### WORK ITEM
Please keep the images out and set down the data exactly as given.

Image point grounding data:
——

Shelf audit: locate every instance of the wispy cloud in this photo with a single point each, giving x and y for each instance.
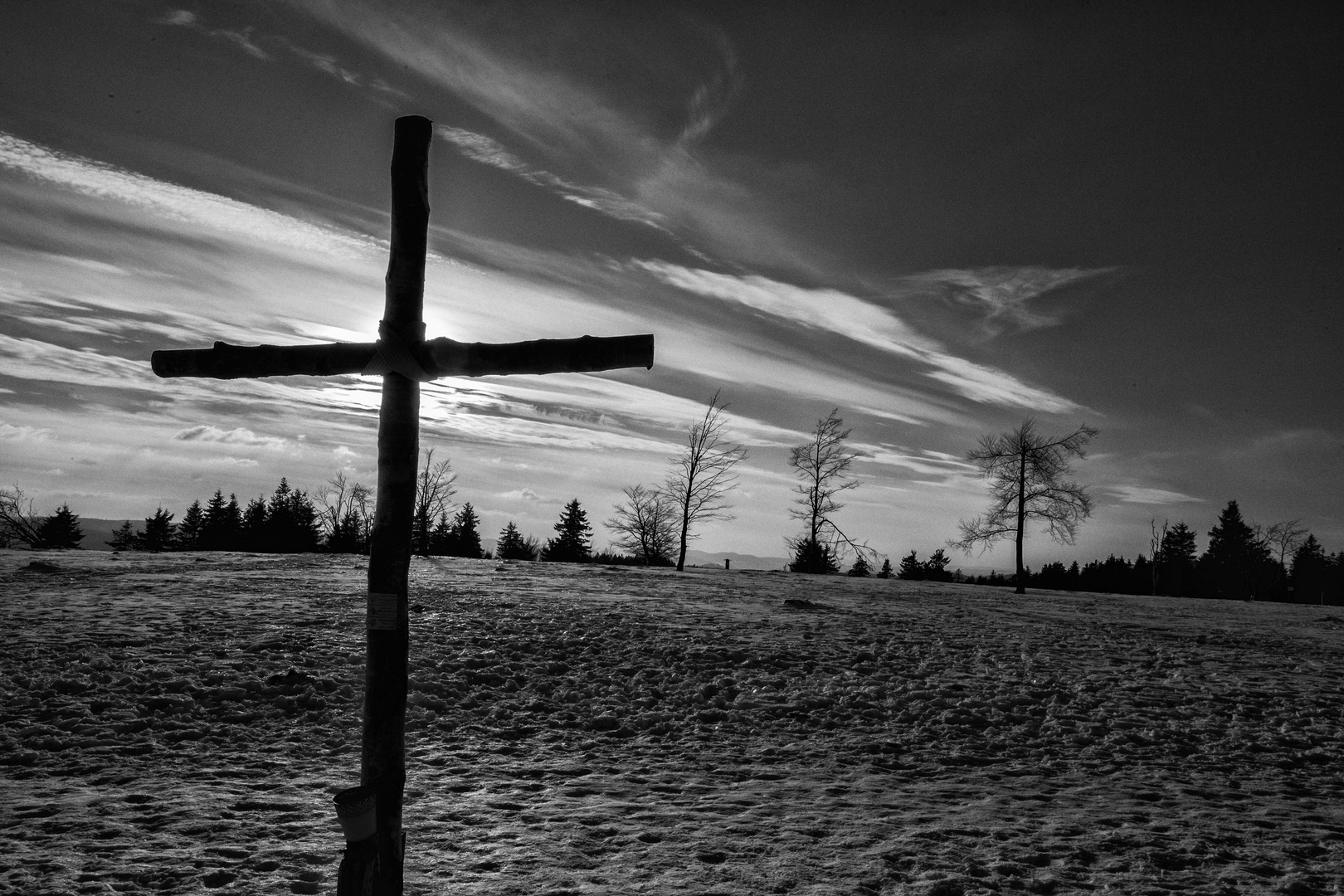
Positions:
(240, 436)
(836, 312)
(1001, 296)
(238, 37)
(491, 152)
(24, 433)
(1146, 494)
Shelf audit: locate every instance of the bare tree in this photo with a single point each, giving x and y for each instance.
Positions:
(433, 497)
(344, 514)
(1155, 547)
(17, 522)
(823, 465)
(702, 475)
(1027, 481)
(647, 525)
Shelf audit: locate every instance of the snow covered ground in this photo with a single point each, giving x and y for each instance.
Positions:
(179, 723)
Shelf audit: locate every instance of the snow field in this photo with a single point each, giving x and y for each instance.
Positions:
(179, 723)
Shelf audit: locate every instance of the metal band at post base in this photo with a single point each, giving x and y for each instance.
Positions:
(382, 611)
(358, 874)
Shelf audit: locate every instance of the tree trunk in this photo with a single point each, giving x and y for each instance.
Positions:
(1022, 520)
(686, 525)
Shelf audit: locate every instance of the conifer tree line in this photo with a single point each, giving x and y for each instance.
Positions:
(339, 520)
(1025, 470)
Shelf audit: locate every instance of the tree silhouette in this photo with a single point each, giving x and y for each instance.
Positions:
(158, 533)
(1237, 563)
(1309, 571)
(191, 528)
(513, 546)
(344, 511)
(124, 538)
(860, 568)
(251, 531)
(572, 542)
(1176, 557)
(17, 522)
(1027, 481)
(910, 567)
(823, 464)
(702, 475)
(647, 525)
(936, 567)
(61, 529)
(466, 538)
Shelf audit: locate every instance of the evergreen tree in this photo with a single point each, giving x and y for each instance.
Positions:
(192, 528)
(61, 529)
(212, 529)
(279, 519)
(509, 544)
(124, 539)
(513, 546)
(230, 531)
(811, 555)
(305, 528)
(910, 567)
(1235, 564)
(936, 567)
(442, 539)
(466, 535)
(158, 533)
(1176, 559)
(251, 528)
(1053, 575)
(860, 568)
(1142, 579)
(572, 542)
(1311, 568)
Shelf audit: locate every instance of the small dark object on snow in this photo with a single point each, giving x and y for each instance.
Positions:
(268, 644)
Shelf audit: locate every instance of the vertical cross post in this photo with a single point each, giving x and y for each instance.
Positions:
(383, 751)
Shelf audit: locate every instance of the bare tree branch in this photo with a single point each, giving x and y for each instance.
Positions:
(704, 473)
(1025, 475)
(647, 525)
(433, 497)
(17, 520)
(823, 465)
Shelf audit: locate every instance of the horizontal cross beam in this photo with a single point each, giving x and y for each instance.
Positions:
(437, 356)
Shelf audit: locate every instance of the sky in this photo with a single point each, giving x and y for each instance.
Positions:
(938, 219)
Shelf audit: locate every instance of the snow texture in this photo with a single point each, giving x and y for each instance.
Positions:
(179, 724)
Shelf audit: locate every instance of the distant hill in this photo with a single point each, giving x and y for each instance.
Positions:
(99, 531)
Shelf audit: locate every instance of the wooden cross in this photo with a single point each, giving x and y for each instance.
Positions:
(403, 358)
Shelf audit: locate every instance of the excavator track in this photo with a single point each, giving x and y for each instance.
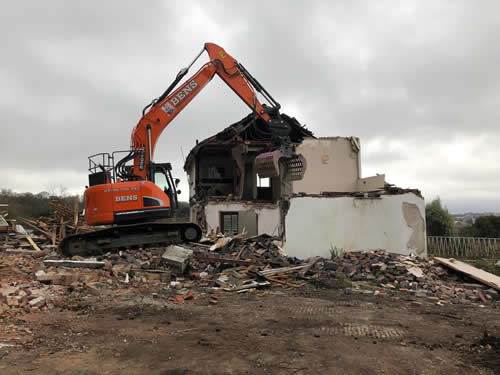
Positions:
(129, 236)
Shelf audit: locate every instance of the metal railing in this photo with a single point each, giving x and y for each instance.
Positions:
(463, 247)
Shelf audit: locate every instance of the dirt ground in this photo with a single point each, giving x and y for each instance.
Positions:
(276, 331)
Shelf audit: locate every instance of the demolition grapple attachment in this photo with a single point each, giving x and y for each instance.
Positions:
(267, 164)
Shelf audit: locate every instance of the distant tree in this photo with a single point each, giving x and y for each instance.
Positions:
(439, 221)
(485, 226)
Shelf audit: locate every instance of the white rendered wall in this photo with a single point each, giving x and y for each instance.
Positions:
(395, 223)
(268, 216)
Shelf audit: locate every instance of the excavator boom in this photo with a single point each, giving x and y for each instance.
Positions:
(128, 192)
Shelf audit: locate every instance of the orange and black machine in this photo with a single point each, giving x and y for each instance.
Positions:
(134, 192)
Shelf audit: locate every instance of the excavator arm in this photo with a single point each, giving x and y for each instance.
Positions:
(165, 108)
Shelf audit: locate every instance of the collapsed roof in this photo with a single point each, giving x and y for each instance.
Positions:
(251, 130)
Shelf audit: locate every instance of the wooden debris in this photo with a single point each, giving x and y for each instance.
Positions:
(471, 271)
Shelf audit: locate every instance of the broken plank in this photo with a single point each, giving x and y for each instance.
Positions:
(284, 282)
(222, 260)
(471, 271)
(74, 263)
(280, 270)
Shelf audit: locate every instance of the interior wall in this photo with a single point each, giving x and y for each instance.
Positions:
(395, 223)
(332, 165)
(267, 217)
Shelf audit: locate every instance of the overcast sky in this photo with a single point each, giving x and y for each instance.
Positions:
(417, 81)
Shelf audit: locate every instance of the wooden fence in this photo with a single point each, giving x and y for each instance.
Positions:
(463, 247)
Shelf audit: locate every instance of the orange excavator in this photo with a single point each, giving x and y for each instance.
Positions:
(127, 194)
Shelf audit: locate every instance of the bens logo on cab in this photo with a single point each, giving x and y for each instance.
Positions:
(126, 198)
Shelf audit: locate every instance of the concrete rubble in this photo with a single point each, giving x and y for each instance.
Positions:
(39, 281)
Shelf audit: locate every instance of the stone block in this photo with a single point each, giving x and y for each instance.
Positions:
(37, 302)
(177, 258)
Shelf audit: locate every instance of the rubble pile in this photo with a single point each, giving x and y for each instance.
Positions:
(62, 222)
(41, 280)
(408, 274)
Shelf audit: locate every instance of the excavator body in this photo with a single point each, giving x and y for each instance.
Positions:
(132, 192)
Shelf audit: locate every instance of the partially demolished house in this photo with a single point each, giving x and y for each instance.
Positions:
(332, 209)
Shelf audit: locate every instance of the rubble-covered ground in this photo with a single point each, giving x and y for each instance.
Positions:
(241, 307)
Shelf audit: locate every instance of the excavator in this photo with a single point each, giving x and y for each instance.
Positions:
(133, 194)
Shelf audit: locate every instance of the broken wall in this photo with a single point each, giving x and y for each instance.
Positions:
(254, 218)
(395, 223)
(334, 165)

——

### ANSWER BELOW
Shelf audit: locate every instance of the wispy cloud in this photo with a single point each, giving x and y for each instance.
Positions:
(240, 436)
(836, 312)
(1001, 296)
(238, 37)
(491, 152)
(24, 433)
(1146, 494)
Shelf audit: locate every instance of the bare tree in this photo with a single point each, giving x and y for each instance.
Positions:
(433, 497)
(344, 514)
(1155, 547)
(17, 522)
(823, 465)
(702, 475)
(1027, 481)
(647, 525)
Shelf audit: locate every instance of the snow covered ground in this photo with a single point each, giving x and y for each instance.
Positions:
(179, 723)
Shelf audit: locate every instance of the snow field in this photo with a single point each, giving x and y for each instance.
Positions:
(179, 723)
Shelf audit: locate every instance of the metal band at post base in this photo with a single point each, giving x and y for each instance.
Positions:
(382, 611)
(358, 874)
Shelf audit: locate every instance of the tree trunk in this photo with a single point each, giving x and y for each instance.
Positions:
(1022, 520)
(686, 525)
Shelf audit: locate every instance of the conifer tree line in this photo with a single point each, giving x and y for each instance.
Positions:
(339, 520)
(1025, 470)
Shelf audit: locate every instance of the tree silhouette in this photo with a single point each, giving x and y for each instance.
Positions:
(158, 533)
(1237, 563)
(1309, 571)
(191, 528)
(513, 546)
(344, 511)
(124, 538)
(860, 568)
(251, 531)
(572, 542)
(1176, 557)
(17, 522)
(1027, 481)
(910, 567)
(823, 464)
(702, 475)
(647, 525)
(936, 567)
(61, 529)
(466, 538)
Shelf audit: locate every instance of the evergreen tree in this photo with a single point each, giving x and y for each instance.
Positions:
(192, 528)
(61, 529)
(212, 529)
(279, 519)
(509, 544)
(124, 539)
(513, 546)
(230, 531)
(811, 555)
(305, 528)
(910, 567)
(1235, 564)
(936, 567)
(442, 539)
(466, 535)
(158, 533)
(1176, 559)
(251, 528)
(1053, 575)
(860, 568)
(1142, 579)
(572, 542)
(1311, 568)
Shelf audit: locate every instance of the small dark object on snow in this photo with a single point each, giving x and y for each instance.
Positions:
(268, 644)
Shelf audit: locate every instance of the vertical cross post in this photo with a single point each, giving x and y for each instance.
Positions:
(383, 751)
Shelf audit: locate every instance of the bare tree branch in this photo with a single point each, giving x and y for each instance.
Positions:
(704, 473)
(1025, 475)
(647, 525)
(433, 497)
(17, 520)
(823, 465)
Shelf audit: locate every instance of the horizontal cross beam in this photo with a single point each, giving x and y for each instance.
Positions:
(437, 356)
Shelf audit: locate every instance of the sky in this photo with a single point each, giving x and y for each instance.
Positions:
(938, 219)
Shelf audit: locate every instance of the snow texture in this photo with a single point each, giving x and y for each instance.
Positions:
(179, 724)
Shelf audit: locate every instance of the distant hill in this photo with a single point each, giving x and y for each instance.
Positions:
(99, 531)
Shelf audit: locate every instance of the wooden cross in this photo with a single point each, giving x and y for each instance.
Positions:
(403, 358)
Shelf audit: locate every instance of the excavator track in this photo with a single point each, giving x and y for each instance.
Positions:
(129, 236)
Shelf audit: locate every instance of the metal railing in this photo with a single point each, giving x and y for each instance.
Positions:
(463, 247)
Shelf audit: locate every instance of the dirt ground in this photo with a single point each, giving x and y for each instance.
Positions:
(276, 331)
Shelf audit: locate every instance of the demolition grapple attachment in this photo with a single point each, giving x and y for each instance.
Positions:
(267, 164)
Shelf audit: locate every instance of the distant tree in this photo with a single point each, giving x and y for each instance.
Positions:
(439, 221)
(485, 226)
Shelf audit: locate every instance of the white rendered wall in this photo with a single point each, giving x and y for each instance.
Positions:
(395, 223)
(268, 216)
Shelf audit: locate every instance of the excavator boom in this photo with a single point each, giving x and y for each instance.
Positions:
(128, 192)
Shelf audit: locate every instance of the orange and black machine in this photo with a single point each, giving x and y for each instance.
Positions:
(134, 192)
Shelf audit: locate every instance of the excavator arm in this photo with a single point each, giving x and y for each instance.
Positions:
(165, 108)
Shelf audit: locate every instance of the collapsed roof in this photo with a single point each, giving x and y for each instance.
Positions:
(251, 130)
Shelf audit: locate every instance of the wooden debris in this photo with a single point each, giving x and y for each instance.
Positions:
(471, 271)
Shelf audit: locate every instance of the broken plank in this photo with a single point each, giving x and y for each instance.
Positions:
(284, 282)
(222, 260)
(471, 271)
(74, 263)
(280, 270)
Shelf audit: locate every instance of the interior wall in this photo with a single point each, giving x and y for each instance.
Positions:
(395, 223)
(332, 165)
(267, 217)
Shelf audit: locate every instance of the overcast sky in this photo with a single point each, giving x and y for each instance.
Positions:
(417, 81)
Shelf audit: locate every instance of the wooden fence in this photo with a single point each, giving x and y for each instance.
Positions:
(463, 247)
Shelf audit: locate every instance of the orange excavator in this photo with a single point each, giving x and y for each instance.
Positions:
(127, 194)
Shelf audit: locate every instance of the bens logo on cab in this photo with a single point each, giving x and y for each instance.
Positions:
(126, 198)
Shelf audit: locate every instance of the concrete rubble in this photo with a single point each, giving x and y for each instance.
Positions:
(39, 281)
Shelf audit: locate every instance of the stone block in this photo with a single point each, giving x and y for each instance.
Positions:
(37, 302)
(177, 258)
Shelf audit: locate every instance of the rubble pile in this photo with a single point each, giving x and y for each instance.
Positions:
(62, 222)
(41, 280)
(408, 274)
Shelf audit: locate every instance of the excavator body in this photo with a single point each, giving x and y for each instance.
Positions:
(132, 192)
Shelf audit: locate every instance of the partially demolished house in this photo with a single point each, giving x and y for each instance.
Positions:
(332, 209)
Shelf audit: locate every instance of the rubble-covered ground in this photo with a single point each, giving x and y for each instance.
Positions:
(241, 307)
Shelf audit: locate every instance of the excavator in this photo with a single point each, giving x and y for each instance.
Positions:
(133, 194)
Shelf audit: locate every instance of the broken wall in this photo with a single point each, giving x and y for each instance.
Positions:
(254, 218)
(395, 223)
(334, 165)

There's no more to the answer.